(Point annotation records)
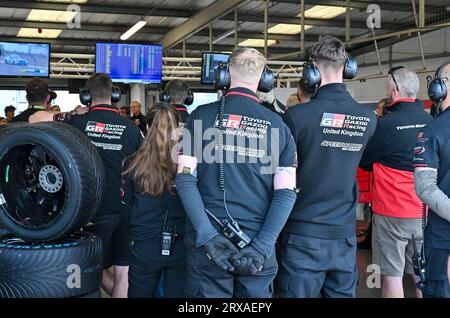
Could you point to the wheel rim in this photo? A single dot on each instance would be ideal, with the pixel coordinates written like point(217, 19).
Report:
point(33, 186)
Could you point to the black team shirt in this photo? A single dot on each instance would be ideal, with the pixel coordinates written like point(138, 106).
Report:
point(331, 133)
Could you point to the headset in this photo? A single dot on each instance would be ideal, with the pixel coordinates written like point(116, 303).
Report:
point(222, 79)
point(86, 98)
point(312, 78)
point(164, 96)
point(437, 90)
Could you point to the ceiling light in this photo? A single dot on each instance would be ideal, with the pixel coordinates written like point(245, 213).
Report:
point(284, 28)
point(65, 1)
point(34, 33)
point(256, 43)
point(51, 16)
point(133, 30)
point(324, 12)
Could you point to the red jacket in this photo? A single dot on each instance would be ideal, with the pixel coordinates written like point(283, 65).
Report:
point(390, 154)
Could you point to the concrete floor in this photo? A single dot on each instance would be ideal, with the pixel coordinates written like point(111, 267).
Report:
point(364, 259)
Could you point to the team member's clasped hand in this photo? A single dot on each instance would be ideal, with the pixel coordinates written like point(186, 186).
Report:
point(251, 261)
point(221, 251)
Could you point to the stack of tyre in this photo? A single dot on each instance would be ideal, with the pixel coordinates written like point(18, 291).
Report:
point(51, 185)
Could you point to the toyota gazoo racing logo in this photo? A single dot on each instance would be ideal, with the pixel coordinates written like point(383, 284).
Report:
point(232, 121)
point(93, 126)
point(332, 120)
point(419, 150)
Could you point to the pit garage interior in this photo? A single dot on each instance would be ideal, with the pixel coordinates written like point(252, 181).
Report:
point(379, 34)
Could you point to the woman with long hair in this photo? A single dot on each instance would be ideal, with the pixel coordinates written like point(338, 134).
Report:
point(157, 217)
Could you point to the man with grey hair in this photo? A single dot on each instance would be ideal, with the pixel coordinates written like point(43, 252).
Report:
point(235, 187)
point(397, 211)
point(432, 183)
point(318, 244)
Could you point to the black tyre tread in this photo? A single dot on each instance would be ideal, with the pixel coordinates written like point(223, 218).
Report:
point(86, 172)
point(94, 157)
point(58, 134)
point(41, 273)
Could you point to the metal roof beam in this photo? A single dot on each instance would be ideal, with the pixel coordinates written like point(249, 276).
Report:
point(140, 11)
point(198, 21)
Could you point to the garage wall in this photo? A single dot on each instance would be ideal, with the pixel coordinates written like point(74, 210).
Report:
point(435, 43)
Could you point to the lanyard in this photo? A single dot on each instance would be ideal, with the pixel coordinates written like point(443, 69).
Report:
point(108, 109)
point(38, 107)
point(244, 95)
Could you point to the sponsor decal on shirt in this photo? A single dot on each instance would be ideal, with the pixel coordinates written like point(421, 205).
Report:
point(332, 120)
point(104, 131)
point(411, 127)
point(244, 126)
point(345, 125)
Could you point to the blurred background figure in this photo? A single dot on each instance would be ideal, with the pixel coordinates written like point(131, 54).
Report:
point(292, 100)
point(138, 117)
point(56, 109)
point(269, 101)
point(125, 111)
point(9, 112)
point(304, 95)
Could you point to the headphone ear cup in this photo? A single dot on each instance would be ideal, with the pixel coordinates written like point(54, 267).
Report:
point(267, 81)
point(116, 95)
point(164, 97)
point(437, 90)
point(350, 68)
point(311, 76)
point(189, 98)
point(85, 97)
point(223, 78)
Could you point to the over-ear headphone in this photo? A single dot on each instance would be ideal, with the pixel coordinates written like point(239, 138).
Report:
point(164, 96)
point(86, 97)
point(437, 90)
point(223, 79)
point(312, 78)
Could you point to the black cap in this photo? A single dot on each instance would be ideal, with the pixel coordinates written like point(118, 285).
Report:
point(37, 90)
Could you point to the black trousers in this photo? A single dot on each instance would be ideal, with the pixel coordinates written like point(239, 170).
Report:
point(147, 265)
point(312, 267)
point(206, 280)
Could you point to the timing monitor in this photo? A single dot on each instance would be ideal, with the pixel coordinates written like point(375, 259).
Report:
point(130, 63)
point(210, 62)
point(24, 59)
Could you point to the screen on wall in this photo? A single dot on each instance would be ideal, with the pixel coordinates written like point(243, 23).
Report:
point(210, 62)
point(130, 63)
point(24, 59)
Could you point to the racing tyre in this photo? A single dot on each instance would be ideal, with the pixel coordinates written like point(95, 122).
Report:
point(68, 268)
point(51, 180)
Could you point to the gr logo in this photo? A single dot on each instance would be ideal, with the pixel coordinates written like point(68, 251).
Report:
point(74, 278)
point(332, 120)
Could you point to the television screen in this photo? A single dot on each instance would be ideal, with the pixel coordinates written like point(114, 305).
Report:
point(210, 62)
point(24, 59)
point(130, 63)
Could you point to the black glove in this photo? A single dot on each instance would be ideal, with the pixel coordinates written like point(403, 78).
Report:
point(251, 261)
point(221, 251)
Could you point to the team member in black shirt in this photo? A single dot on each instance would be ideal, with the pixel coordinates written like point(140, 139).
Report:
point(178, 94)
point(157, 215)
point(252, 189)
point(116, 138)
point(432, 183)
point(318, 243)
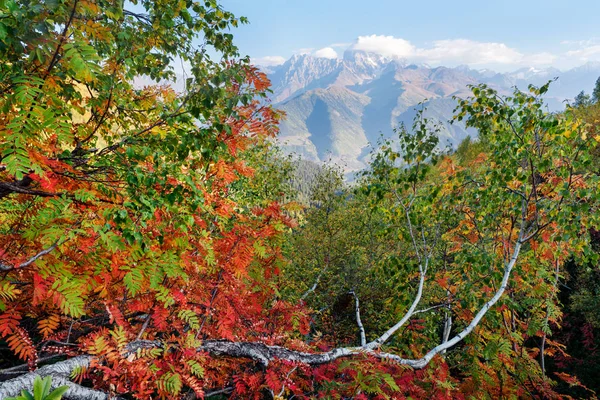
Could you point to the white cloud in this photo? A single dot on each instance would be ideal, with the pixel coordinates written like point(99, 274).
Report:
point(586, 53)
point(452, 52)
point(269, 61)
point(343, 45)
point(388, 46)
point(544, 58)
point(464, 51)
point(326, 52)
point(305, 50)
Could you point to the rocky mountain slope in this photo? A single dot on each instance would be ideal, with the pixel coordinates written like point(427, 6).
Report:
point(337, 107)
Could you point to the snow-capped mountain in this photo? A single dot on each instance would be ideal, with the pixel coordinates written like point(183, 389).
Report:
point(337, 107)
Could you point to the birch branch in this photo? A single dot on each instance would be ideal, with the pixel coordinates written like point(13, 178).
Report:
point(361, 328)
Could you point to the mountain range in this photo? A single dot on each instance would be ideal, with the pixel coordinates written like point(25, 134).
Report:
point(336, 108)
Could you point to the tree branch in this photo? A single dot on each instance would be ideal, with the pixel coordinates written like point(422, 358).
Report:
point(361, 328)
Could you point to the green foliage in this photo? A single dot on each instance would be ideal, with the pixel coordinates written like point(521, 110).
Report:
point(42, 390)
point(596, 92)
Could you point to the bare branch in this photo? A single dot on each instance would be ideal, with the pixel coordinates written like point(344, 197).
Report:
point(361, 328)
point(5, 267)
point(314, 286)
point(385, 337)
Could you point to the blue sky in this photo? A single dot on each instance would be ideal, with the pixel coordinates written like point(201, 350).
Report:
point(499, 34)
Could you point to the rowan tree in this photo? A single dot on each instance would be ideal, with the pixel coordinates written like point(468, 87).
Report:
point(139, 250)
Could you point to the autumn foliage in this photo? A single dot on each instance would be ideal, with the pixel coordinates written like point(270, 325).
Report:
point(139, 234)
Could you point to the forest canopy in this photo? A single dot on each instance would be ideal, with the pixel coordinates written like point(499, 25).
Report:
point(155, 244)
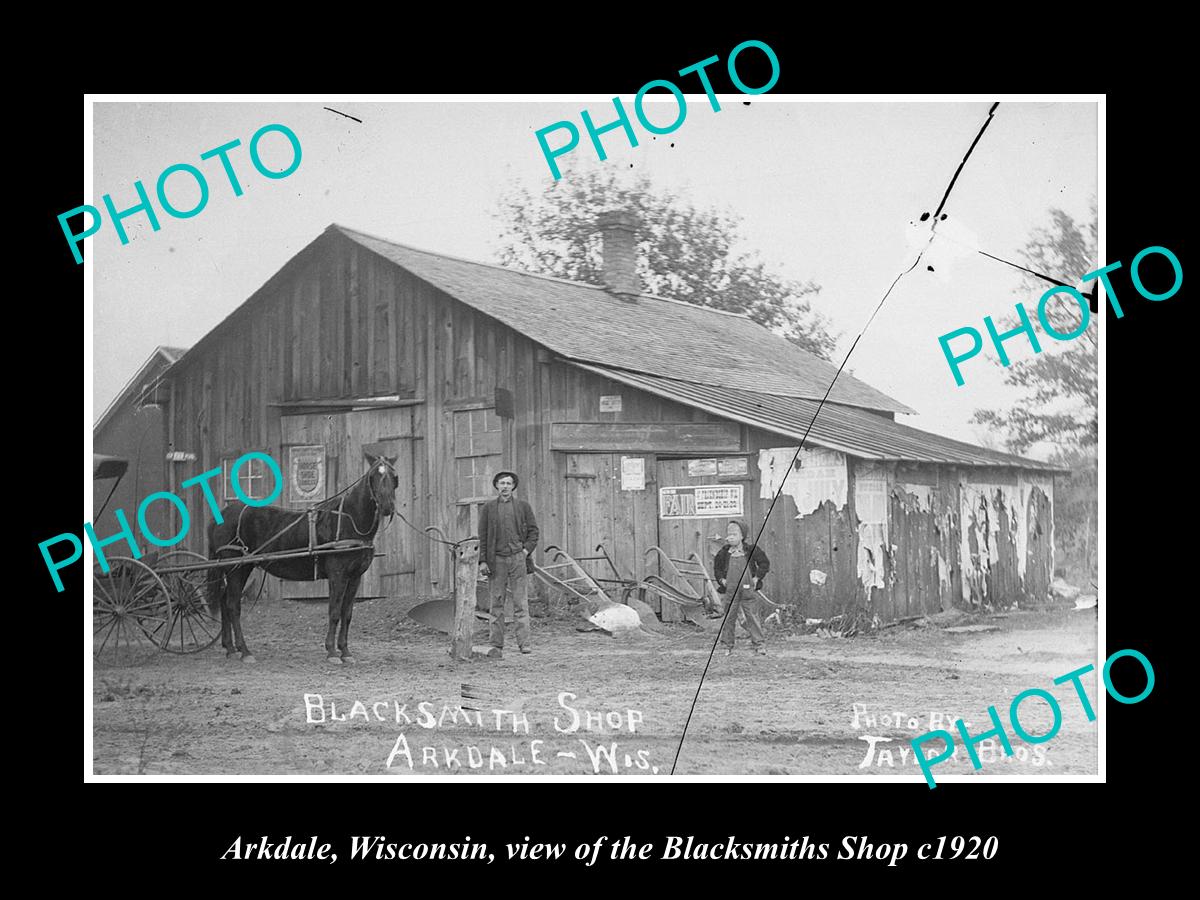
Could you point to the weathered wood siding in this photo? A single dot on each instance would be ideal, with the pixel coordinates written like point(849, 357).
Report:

TASK OBJECTIVE: Rewrite the entire listing with every occurrence of "in this photo" changed to "in this image" and all other text left unchanged. Omit the pictures from your output.

TASK ANSWER:
Could you point to the wheel rim in this image? A single dot on each instance would be ideal, with the pixel coordinates written like point(217, 19).
Report:
point(33, 186)
Could you point to the black team shirt in this image? A single dot on each instance would be ideal, with the pixel coordinates written like point(138, 106).
Report:
point(331, 133)
Could you point to the headset in this image? A single dot on each instance would be ideal, with the pixel coordinates written like point(116, 303).
Report:
point(222, 79)
point(86, 98)
point(312, 78)
point(164, 96)
point(437, 90)
Could you point to the ceiling light in this image? A single dot on each instance would be ideal, with the pixel coordinates written like point(245, 213).
Report:
point(284, 28)
point(65, 1)
point(34, 33)
point(256, 43)
point(51, 16)
point(133, 30)
point(324, 12)
Could you point to the red jacket in this image? A single dot on each instance would be ideal, with the pixel coordinates written like point(283, 65).
Report:
point(390, 154)
Could you point to the concrete floor in this image? A single dot on each instance would be ideal, with the pixel coordinates written like point(111, 267).
Report:
point(364, 259)
Could you point to the team member's clasped hand in this image? A single dot on each instance would be ideal, with the pixel coordinates written like point(186, 186).
Report:
point(251, 261)
point(221, 251)
Could you point to the stack of tyre in this image? A single dot on each instance would be ideal, with the pixel coordinates written like point(18, 291).
Report:
point(51, 185)
Could you point to the toyota gazoo racing logo in this image? A single dot on each instance would be ideal, with the pixel coordinates written like point(383, 284).
Report:
point(232, 121)
point(93, 126)
point(332, 120)
point(419, 150)
Could you point to the pit garage interior in this image? A single dot on each instance would be ideal, with the pixel coordinates written like point(252, 181).
Report:
point(379, 34)
Could you point to the woman with long hair in this image? A single dot on each instance would be ideal, with the pixel coordinates written like point(338, 134).
Report:
point(157, 217)
Could you point to the man with grey hair in this image? A single dot on each instance would be ideal, with the pixel coordinates written like point(43, 252).
Report:
point(235, 187)
point(397, 211)
point(432, 183)
point(318, 244)
Could you point to the black tyre tread in this image? A single dot on each instance would be ideal, with the pixel coordinates written like point(223, 218).
Report:
point(86, 172)
point(94, 157)
point(58, 134)
point(41, 273)
Could you point to the metal roof beam in this image? A single dot on each instance would be ideal, with the pixel coordinates written like point(249, 276).
Report:
point(140, 11)
point(198, 21)
Could you point to the garage wall in this image? A single dot on each instance would be ideal, with the pixel coordinates written like point(74, 210).
Report:
point(435, 43)
Could you point to the lanyard in this image? A single dot on each instance would be ideal, with the pixel coordinates written like point(443, 69).
Report:
point(108, 109)
point(38, 107)
point(244, 95)
Could you point to the sponsor decal on shirt in this image? A single dot on each instance would be ideal, with the pixel coordinates written like point(421, 205).
Report:
point(332, 120)
point(104, 131)
point(411, 127)
point(244, 126)
point(345, 125)
Could you point to the blurred background figure in this image? A single dot on each instance would be ideal, with the pixel coordinates written like point(131, 54).
Report:
point(292, 100)
point(138, 117)
point(56, 109)
point(269, 101)
point(125, 111)
point(9, 112)
point(304, 95)
Could you point to the headphone ear cup in this image? A single dot on each instance would be ideal, with the pixel coordinates written like point(54, 267).
Report:
point(267, 81)
point(116, 95)
point(164, 97)
point(437, 90)
point(350, 68)
point(311, 76)
point(189, 98)
point(85, 97)
point(223, 78)
Could you point to the over-ear headphone in this image? A single dot on each instance would be ideal, with the pixel coordinates written like point(239, 138).
Report:
point(164, 96)
point(86, 97)
point(437, 90)
point(223, 79)
point(312, 78)
Could you point to the black cap in this image? A single dot on each instance would be ideal, with the pixel coordinates written like point(118, 285).
Report:
point(37, 90)
Could you point to the black trousers in this image? A single dot on each instance would be ideal, with the pixel coordinates written like point(239, 170).
Report:
point(147, 265)
point(312, 267)
point(206, 280)
Could you point to the timing monitor in this image? A single dot on each instance would be ideal, with the pixel coordinates written like point(375, 259).
Report:
point(130, 63)
point(210, 62)
point(24, 59)
Could you point to the screen on wall in this image? A single dot on each instance would be ideal, with the pixel coordinates written like point(243, 23).
Report:
point(210, 62)
point(130, 63)
point(24, 59)
Could you point to the racing tyre in this image? A single dot on each instance would be ideal, with the pixel coordinates written like point(95, 122).
Report:
point(68, 268)
point(51, 180)
Could you point to the gr logo in this image? A single dot on each instance would be ideal, with the pixel coordinates written like point(68, 251).
Report:
point(74, 278)
point(332, 120)
Could you point to the television screen in this image? A single dot on each instance would be ideal, with the pixel coordinates written like point(114, 305).
Report:
point(210, 62)
point(24, 59)
point(130, 63)
Could you point to the black glove in this image? A single dot on each instance would be ideal, with the pixel coordinates written like point(403, 78).
Report:
point(251, 261)
point(221, 251)
Could you point to the team member in black shirt in this image? A single dot on each instance would be ideal, with the pixel coordinates written like point(140, 139).
Report:
point(178, 94)
point(157, 215)
point(252, 189)
point(116, 138)
point(432, 183)
point(318, 243)
Could you point to the white cloud in this image? A single dot on each instance would be ideal, with the pixel coordinates written like point(99, 274).
Report:
point(586, 53)
point(452, 52)
point(269, 61)
point(343, 45)
point(388, 46)
point(544, 58)
point(464, 51)
point(326, 52)
point(305, 50)
Could you point to the rocky mountain slope in this image? A single dot on each instance would be ideal, with the pixel coordinates written like point(427, 6).
Report:
point(337, 107)
Could you point to the snow-capped mountain in this image? A single dot on each instance would be ideal, with the pixel coordinates written like point(183, 389).
Report:
point(337, 107)
Could you point to the birch branch in this image? A single dot on each instance would be ideal, with the pixel coordinates written like point(13, 178).
Report:
point(361, 328)
Could you point to the mountain range in this image? A single dot on each instance would be ideal, with the pixel coordinates written like point(25, 134).
Report:
point(336, 108)
Could you point to the tree branch in this image? A single dot on each instance would be ideal, with the pixel coordinates written like point(422, 358).
Report:
point(361, 328)
Could you point to the green foliage in this image? A single dot on each instance would be ideal, with the pixel coordinates written like point(521, 110).
Report:
point(42, 390)
point(596, 92)
Could you point to the bare branch in this image? A single dot on each instance would be ideal, with the pixel coordinates written like point(344, 197).
Report:
point(361, 328)
point(5, 267)
point(314, 286)
point(385, 337)
Could you point to the blue sky in this image? A single dot on each instance would be ideal, with the pixel coordinates written like point(201, 350).
Report:
point(499, 34)
Could you point to the rowan tree in this image? A single dot on each instance would be ideal, with the pixel coordinates written like point(468, 87).
Report:
point(139, 250)
Could you point to the autumn foliage in this image? A single dot on each instance would be ideal, with the pixel coordinates written like point(270, 325).
Report:
point(139, 234)
Could you point to the forest canopy in this image? A single dot on each instance would be ideal, with the pixel coordinates written like point(499, 25).
Report:
point(155, 244)
Could you point to the weathered wood siding in this image? A single dot on each instance would be ideal, with the pixel coordinates written like point(849, 357).
Report:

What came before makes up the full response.